• _AUSGANGSTEXT_:
──────────────────────────────

Sehr geehrter Herr Bürgermeister, liebe Gemeinderäte, sehr geehrter Herr Altmann, sehr geehrte Damen und Herren,
dies ist der achte Haushalt unter Ihrer Führung, Herr Walz, und es ist der fünfte Haushalt nach den Regeln des doppischen Haushaltsrechts.
Schwieriges Umfeld
Die Vorgaben des Landes, welche die Grundlage für den vorliegenden Haushaltsplan darstellen, gehen von einer sehr optimistischen „Momentaufnahme in Zeiten hoher Unsicherheit“ aus. Mit anderen Worten: wir sollten uns darauf gefasst machen, dass die Einnahmen sich viel ungünstiger entwickeln könnten, als es in den Zahlen dargestellt ist, zum Beispiel, indem wir entsprechende Reserven einplanen.
Zum schwierigen Umfeld gehört nach zwei Jahren der Coronapandemie insbesondere der Angriffskrieg des von Putin geführten Russlands gegen die Ukraine. Über das Leid in der Ukraine möchte ich hier gar nicht sprechen, es geht ja um unseren Haushalt. Die Gemeinden sehen sich Herausforderungen in der Flüchtlingsunterbringung gegenüber, die Energiekosten sind explodiert, und in Folge ist die Inflation auf über 10 Prozent angestiegen. Nach einer langen Periode von Niedrigzinsen steigen die Zinsen aktuell steil an. Lag der Zinssatz für 20-jährige Bauzinsen noch vor einem Jahr bei unter 2 Prozent, wurden im November erstmals seit zehn Jahren wieder Zinsen von über 4 Prozent aufgerufen.

──────────────────────────────

• _DATENSAMMLUNG_:
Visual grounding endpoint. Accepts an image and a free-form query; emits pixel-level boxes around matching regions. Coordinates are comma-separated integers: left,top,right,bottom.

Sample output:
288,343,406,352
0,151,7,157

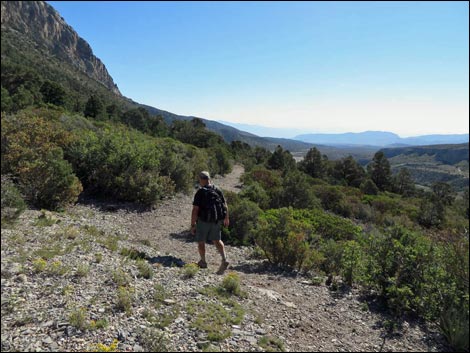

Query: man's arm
224,202,230,227
191,206,199,234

──────────────────────────────

• _AUFGABEN_:
1 - Schreiben Sie aus der Haushaltsrede den Abschnitt von „Schwieriges Umfeld“ bis „entsprechende Reserven einplanen.“ wortgetreu ab.
2 - Führen Sie die Haushaltsrede im Anschluss an ihren letzten Satz weiter.

• _LÖSUNGEN_:
1 -
Schwieriges Umfeld
Die Vorgaben des Landes, welche die Grundlage für den vorliegenden Haushaltsplan darstellen, gehen von einer sehr optimistischen „Momentaufnahme in Zeiten hoher Unsicherheit“ aus. Mit anderen Worten: wir sollten uns darauf gefasst machen, dass die Einnahmen sich viel ungünstiger entwickeln könnten, als es in den Zahlen dargestellt ist, zum Beispiel, indem wir entsprechende Reserven einplanen.

2 -
Fehlende Jahresabschlüsse
Die letzte Jahresrechnung für Heuweiler stammt aus dem Jahr 2018 und wurde noch im kameralen Recht erstellt. Mit anderen Worten: Seit der Einführung der Doppik wurde dem Gemeinderat kein einziger Jahresabschluss vorgelegt. Dabei legt die Gemeindeordnung in §95b fest, dass der Jahresabschluss innerhalb von sechs Monaten nach Ende des Haushaltsjahres zu erstellen und vom Gemeinderat innerhalb eines Jahres nach Ende des Haushaltsjahres festzustellen ist. Wir sind jahrelang im Verzug. Jeder Verein in Heuweiler geht mit seinen Finanzen transparenter um.
Unabhängig davon, was die Gründe für die fehlenden Abschlüsse waren: ein fehlender Jahresabschluss ist bei Anwendung der Doppik besonders problematisch, weil gleichzeitig mit der Doppik auch die Budgetierung des Haushalts eingeführt wurde. Der Rat hat seither keine Möglichkeit einer Detailsteuerung wie sie in der traditionellen Haushaltswirtschaft mit der Festlegung einzelner Haushaltspositionen gegeben war. Stattdessen erhält die Verwaltung erweiterte Kompetenzen im Rahmen der vorgegebenen Budgets. Dies war politisch so gewollt. Dass die Budgets teilweise gegenseitig deckungsfähig sind und eine Übertragung auf Folgejahre möglich sind, macht es am Ende nicht einfacher für den Gemeinderat, den Überblick zu behalten.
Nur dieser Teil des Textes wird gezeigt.